# engine stalls when throttle pressed



## 240sxbegginer (Jun 19, 2003)

i have a 89 240sx fastback. i have did an engine swap and put in another SOHC. dont have much money for SR20DET swap....highschool. the engine was running fine for a couple of months. real rev happy, press the pedal and it immediatly would rev up. now for some reason when you press the pedal it will bog down then finally rev up. i have done nothing to it. completely stock. i think it may be giving a bad code and need to hook it up to a scanner. it just recently started doing this. any help on what could be wrong would be appreciated much.


----------



## gtir ser (Jun 29, 2003)

**EXERCISE DATA:**

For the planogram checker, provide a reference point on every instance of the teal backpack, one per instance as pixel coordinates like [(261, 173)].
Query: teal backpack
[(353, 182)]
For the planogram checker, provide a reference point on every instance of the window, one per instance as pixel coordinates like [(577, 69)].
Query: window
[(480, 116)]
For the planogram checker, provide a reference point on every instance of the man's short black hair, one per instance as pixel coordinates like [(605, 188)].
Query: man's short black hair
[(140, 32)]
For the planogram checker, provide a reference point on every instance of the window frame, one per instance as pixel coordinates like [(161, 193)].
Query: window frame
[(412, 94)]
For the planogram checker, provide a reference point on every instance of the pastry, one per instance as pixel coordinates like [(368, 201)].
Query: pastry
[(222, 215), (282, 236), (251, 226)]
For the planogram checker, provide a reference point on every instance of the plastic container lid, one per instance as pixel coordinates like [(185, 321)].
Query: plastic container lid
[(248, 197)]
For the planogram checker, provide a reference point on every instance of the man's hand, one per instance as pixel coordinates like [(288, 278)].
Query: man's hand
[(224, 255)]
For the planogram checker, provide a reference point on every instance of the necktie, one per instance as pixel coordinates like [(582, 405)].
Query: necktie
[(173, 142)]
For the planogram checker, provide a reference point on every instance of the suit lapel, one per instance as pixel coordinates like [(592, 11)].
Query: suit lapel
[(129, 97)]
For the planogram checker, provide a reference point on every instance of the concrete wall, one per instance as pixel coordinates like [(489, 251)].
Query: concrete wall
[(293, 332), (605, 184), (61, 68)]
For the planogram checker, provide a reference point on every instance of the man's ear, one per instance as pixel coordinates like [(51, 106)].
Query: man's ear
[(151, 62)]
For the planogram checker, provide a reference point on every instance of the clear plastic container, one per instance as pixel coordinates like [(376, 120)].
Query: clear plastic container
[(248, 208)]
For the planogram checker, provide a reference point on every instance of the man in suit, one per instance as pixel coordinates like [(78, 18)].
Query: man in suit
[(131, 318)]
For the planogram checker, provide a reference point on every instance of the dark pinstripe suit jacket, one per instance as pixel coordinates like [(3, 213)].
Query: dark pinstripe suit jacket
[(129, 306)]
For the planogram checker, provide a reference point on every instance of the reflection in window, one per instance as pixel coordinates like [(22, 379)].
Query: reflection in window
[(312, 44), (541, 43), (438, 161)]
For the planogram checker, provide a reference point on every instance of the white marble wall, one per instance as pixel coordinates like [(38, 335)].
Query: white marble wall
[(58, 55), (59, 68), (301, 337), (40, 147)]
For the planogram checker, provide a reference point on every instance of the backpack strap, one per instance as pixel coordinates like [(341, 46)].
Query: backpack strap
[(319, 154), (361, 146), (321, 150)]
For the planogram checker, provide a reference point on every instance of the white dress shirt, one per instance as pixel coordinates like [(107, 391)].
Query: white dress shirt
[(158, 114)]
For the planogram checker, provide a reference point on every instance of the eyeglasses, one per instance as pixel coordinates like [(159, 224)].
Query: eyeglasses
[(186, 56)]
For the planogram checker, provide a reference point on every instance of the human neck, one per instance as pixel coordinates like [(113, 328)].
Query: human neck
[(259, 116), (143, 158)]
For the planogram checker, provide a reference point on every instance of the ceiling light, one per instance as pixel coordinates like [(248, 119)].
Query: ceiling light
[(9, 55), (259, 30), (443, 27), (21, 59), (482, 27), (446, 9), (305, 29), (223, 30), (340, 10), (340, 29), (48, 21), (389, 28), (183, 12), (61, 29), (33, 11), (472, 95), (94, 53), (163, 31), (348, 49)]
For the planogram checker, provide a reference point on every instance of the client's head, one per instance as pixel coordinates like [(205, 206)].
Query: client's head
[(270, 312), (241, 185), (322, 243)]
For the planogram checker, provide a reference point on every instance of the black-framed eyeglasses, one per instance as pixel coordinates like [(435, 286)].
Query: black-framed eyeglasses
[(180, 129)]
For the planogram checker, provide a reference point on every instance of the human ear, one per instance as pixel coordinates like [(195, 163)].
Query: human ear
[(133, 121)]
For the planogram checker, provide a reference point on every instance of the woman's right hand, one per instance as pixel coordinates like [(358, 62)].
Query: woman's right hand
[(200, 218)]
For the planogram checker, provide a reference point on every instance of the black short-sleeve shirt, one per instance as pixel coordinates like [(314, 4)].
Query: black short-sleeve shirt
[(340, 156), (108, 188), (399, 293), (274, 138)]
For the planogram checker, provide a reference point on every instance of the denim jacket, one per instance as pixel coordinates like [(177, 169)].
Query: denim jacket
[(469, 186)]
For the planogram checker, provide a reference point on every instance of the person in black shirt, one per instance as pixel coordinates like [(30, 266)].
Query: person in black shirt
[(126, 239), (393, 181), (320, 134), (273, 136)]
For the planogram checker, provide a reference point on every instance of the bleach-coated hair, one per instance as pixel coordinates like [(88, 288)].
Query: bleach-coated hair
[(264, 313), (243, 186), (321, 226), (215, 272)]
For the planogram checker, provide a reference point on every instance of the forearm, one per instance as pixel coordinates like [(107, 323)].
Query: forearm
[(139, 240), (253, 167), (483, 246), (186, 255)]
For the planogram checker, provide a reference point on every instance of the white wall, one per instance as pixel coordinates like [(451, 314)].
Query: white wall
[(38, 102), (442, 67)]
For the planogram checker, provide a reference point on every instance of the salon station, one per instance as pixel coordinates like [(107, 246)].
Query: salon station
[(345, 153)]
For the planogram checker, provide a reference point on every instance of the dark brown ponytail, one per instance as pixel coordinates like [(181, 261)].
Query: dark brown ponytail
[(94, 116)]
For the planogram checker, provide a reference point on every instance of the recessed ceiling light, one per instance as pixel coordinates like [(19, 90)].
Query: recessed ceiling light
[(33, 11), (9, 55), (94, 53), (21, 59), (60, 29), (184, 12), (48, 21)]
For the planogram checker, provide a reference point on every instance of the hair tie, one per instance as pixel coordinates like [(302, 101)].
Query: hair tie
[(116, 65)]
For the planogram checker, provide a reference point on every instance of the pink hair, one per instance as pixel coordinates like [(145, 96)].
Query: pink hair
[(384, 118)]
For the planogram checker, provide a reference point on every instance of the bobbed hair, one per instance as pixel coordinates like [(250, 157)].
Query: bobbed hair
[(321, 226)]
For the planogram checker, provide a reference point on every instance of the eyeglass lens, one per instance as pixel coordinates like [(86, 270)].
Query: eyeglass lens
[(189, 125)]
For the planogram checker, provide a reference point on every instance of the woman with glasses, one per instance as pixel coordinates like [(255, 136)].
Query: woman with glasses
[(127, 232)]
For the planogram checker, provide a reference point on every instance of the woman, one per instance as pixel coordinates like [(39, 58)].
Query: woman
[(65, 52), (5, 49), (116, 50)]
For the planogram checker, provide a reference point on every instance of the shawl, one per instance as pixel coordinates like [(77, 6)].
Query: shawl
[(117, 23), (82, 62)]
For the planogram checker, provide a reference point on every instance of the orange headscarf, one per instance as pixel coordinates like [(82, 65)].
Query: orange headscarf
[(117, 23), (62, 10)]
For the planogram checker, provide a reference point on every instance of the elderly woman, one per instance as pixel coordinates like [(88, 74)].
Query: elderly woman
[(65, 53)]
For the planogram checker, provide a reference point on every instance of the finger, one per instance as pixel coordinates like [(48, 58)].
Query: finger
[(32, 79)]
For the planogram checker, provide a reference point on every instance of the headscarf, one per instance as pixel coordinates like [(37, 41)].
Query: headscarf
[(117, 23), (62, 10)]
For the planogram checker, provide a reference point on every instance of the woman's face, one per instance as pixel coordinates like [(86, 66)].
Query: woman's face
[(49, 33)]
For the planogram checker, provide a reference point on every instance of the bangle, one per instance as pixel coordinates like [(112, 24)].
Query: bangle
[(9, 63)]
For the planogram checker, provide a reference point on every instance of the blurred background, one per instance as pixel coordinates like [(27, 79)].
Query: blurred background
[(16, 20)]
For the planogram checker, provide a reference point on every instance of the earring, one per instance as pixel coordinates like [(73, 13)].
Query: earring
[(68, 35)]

**WHAT TO WORK ON:**
**A.** Please copy out the part of the listing that opens with the line containing "like [(358, 62)]." and closes with the line containing "[(264, 313), (243, 186), (321, 226), (215, 272)]", keeping both of those lines.
**B.** Pick up the forum thread about the engine stalling when the throttle is pressed and write on from its final line.

**ANSWER SET:**
**A.**
For the planogram checker, provide a reference point on every instance of the woman's right hand, one per instance as pixel coordinates like [(358, 62)].
Query: woman's right hand
[(200, 218)]
For the planogram checker, provide a reference point on every instance of the black short-sleeve shirt, one per instance as pixel coordinates like [(314, 4)].
Query: black short-sleeve shirt
[(340, 156), (108, 188), (399, 293), (274, 138)]
For the planogram checker, provide a reference point on every instance of the denim jacket, one per instance as pixel coordinates like [(177, 169)].
Query: denim jacket
[(469, 186)]
For the planogram checker, provide a reference point on every instance of the person in black shirt, one per instance as pixel coordinates like [(30, 266)].
Query: person in black shirt
[(126, 239), (393, 181), (320, 134), (273, 136)]
For the planogram checker, provide a reference point on every instance of the bleach-coated hair, one per instance as pixel coordinates like [(88, 288)].
Query: bleach-coated hair
[(264, 313), (243, 186), (321, 226), (215, 272)]

**B.**
check tps for voltage with ignition on should be around 5 volts
press the throttle by hand and watch the voltage if it drops then goes back up replace it

or remove your pass.side kick panel to access the computer
unbolt it and flip it around so you can see the front reset the black dial with a screwdriver turn on the ignition and check all 5 
modes for a code the bulbs will blink it out.......let me know


----------



## Bumpin (Feb 18, 2003)

It might also be somehin simple like a fuel lag. Check to make sure your fuel filter is clean. Do an fuel injection cleaning as well.


----------



## 240sxbegginer (Jun 19, 2003)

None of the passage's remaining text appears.